* [What you will do]: Convert the material below into a JSON list of strings, with one string for each line and no entries for blank lines. Leave the pictures out.

* [Listing]:
>> BEGIN
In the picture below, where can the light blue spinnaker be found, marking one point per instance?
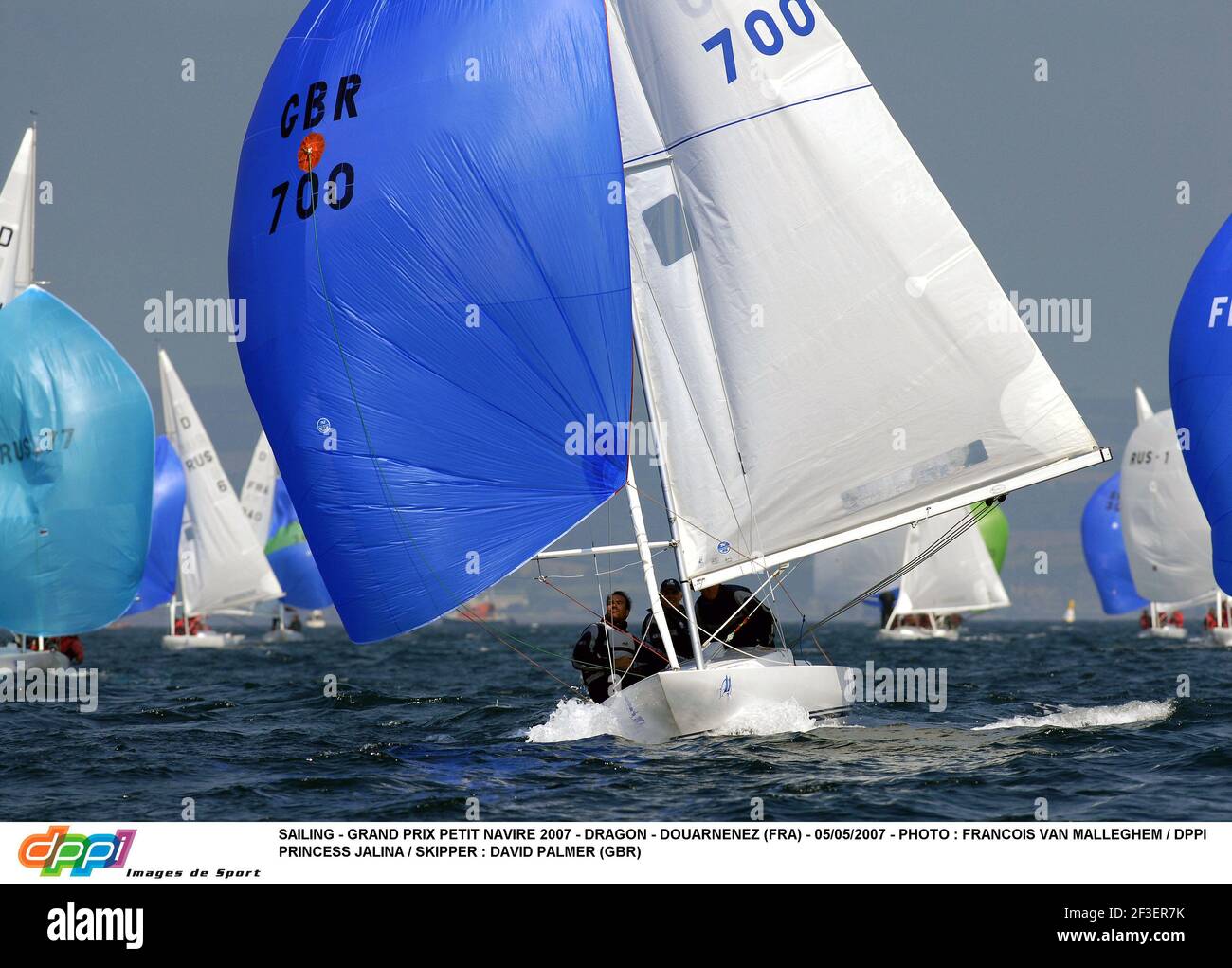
(77, 471)
(1200, 378)
(161, 562)
(430, 233)
(291, 557)
(1104, 548)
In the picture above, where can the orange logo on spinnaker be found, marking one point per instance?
(311, 150)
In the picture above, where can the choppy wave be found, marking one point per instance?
(1070, 717)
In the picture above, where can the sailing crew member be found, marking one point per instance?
(605, 650)
(734, 615)
(653, 655)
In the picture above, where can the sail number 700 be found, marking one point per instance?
(764, 32)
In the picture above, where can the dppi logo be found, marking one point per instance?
(57, 849)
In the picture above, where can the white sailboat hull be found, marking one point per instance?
(10, 656)
(686, 702)
(915, 632)
(1166, 631)
(282, 635)
(204, 640)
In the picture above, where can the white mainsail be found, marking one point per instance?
(1167, 536)
(826, 354)
(257, 499)
(959, 577)
(222, 564)
(17, 222)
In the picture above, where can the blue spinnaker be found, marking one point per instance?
(77, 470)
(1104, 546)
(1200, 377)
(291, 557)
(161, 562)
(429, 230)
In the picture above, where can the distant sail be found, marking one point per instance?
>> END
* [Solution to this problem]:
[
  "In the picture below, where can the light blue spinnaker be found, marking one point per instance?",
  "(77, 471)",
  "(1200, 378)",
  "(161, 562)",
  "(430, 233)",
  "(291, 557)",
  "(1104, 548)",
  "In the picture above, where can the orange logo on spinnaker be found, marking one point per instance?",
  "(311, 150)",
  "In the picture above, where can the choppy wave be found, marking one point per instance?",
  "(1070, 717)",
  "In the picture above, where can the sailing crew member be found, marking one point per instance?",
  "(605, 650)",
  "(734, 615)",
  "(653, 655)",
  "In the picture above, where can the sail number 700 be found, marking one point per instance?",
  "(764, 32)",
  "In the picture above, where can the dppi logo be found, marking one point per instance?",
  "(57, 849)",
  "In the picture above, where can the white sailboat hull be found, marking one point per instance?",
  "(10, 656)",
  "(686, 702)",
  "(915, 632)",
  "(1166, 631)",
  "(282, 635)",
  "(204, 640)",
  "In the picture above, where can the white mainsail be found, marking one point per instance?",
  "(1167, 536)",
  "(826, 354)",
  "(257, 499)",
  "(959, 577)",
  "(222, 564)",
  "(17, 222)",
  "In the picture above, where can the blue spinnaker be found, marking one point per instance?",
  "(77, 470)",
  "(1104, 546)",
  "(1200, 377)",
  "(291, 557)",
  "(161, 562)",
  "(429, 230)",
  "In the picture above, where can the distant sail be found, marking one point per instance?"
]